▶ What to work on
Give the data a second time, exactly and in full.

━━━━━ Record extracts ━━━━━

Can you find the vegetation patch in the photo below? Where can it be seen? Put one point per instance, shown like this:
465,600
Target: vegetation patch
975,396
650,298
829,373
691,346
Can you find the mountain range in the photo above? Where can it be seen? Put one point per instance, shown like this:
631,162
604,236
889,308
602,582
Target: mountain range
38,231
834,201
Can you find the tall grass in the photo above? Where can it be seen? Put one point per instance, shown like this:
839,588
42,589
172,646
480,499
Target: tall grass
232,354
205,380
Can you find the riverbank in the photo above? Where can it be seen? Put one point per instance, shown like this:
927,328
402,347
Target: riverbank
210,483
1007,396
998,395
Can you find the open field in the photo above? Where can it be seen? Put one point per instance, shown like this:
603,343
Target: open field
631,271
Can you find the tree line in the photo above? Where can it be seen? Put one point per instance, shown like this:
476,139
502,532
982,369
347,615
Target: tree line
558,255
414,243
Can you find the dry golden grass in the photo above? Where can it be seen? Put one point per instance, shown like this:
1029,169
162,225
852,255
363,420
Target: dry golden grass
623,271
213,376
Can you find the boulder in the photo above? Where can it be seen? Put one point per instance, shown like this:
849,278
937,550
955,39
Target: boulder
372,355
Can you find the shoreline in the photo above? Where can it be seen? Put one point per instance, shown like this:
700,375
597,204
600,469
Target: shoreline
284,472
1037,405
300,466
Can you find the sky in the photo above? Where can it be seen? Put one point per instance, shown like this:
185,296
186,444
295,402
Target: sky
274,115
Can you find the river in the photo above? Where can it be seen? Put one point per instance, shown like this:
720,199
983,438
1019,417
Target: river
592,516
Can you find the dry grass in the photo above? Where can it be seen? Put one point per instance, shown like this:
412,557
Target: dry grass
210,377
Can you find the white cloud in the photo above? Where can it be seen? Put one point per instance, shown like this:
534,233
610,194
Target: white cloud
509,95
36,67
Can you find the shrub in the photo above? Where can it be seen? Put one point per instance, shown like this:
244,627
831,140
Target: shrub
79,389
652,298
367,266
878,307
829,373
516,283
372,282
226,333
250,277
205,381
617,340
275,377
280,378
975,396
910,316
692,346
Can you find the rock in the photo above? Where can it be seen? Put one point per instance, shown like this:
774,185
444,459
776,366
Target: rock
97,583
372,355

━━━━━

▶ Written response
Can you find the vegetation patch in the photo below? Where can it be seen? Put one point per instance, shown like this:
465,600
Target: vegetation patch
975,396
650,298
829,373
691,346
Can you find the mountain range in the photo above? Where can it be seen? Put one point per instance, shown like this:
631,162
604,236
889,308
602,582
Target: mountain range
38,231
834,201
Can you find the tall grass in the photo above? Where can it be seen? Put one point per instance, shown like this:
839,588
42,589
172,646
480,499
Target: tall grass
232,354
205,380
Can you find the riverbank in the photo above? Where can it be seen? Put one point per instance, shown like this:
927,328
402,347
Target: riverbank
210,483
1007,396
998,395
Can you find the open field in the photo above? Where can it be seen? Put one point per instance, shown like this:
603,343
Target: open field
631,271
Can you find the tree line in the photo above? Where can it be seen? Put one point per instance, shown like this:
476,139
502,532
982,369
347,615
Target: tree line
558,255
414,243
Can you find the dry golden grass in the photo above? Where can it be seen? Put one point per instance, shown like this:
1029,169
162,225
852,255
363,420
Target: dry golden grass
623,271
213,376
Can you find the boulder in the photo above? Where can it be seen? Put one point per instance, shown like this:
849,278
937,550
955,39
Target: boulder
372,355
Can you find the shoreline in the photo above? Where can it be seen? Put one point per instance, shown like this:
700,375
597,204
600,469
Target: shoreline
284,472
1037,405
300,466
Can you find the sky in the photo above? Where can it be seen? Put one point per instance, shown like this:
185,296
186,444
295,402
Target: sky
274,115
Can you find the river in the photo above? Where can it be seen? Put one point per instance, shown like this:
720,199
983,438
1019,417
Target: river
592,516
Can you find the dry grass in the photo above? Where can it be seen? Put one point per instance, shown like this:
412,557
Target: dry grass
210,377
Can you find the white cloud in the photo above? Where can it be seen? Put one point per instance, shown like this:
534,233
610,194
Target: white cloud
509,95
36,67
Can you find the shrub in the photo above? Where can it be seen? Put one point per instance, shown like this:
244,627
831,140
Target: shrub
79,389
652,298
367,266
878,307
829,373
516,283
372,282
226,333
250,277
205,381
617,340
275,377
280,378
975,396
910,316
692,346
Can you find the rock in the photo above? Where can it be seen? Put one point per instance, shown like this:
774,185
444,459
776,366
Target: rock
97,583
372,355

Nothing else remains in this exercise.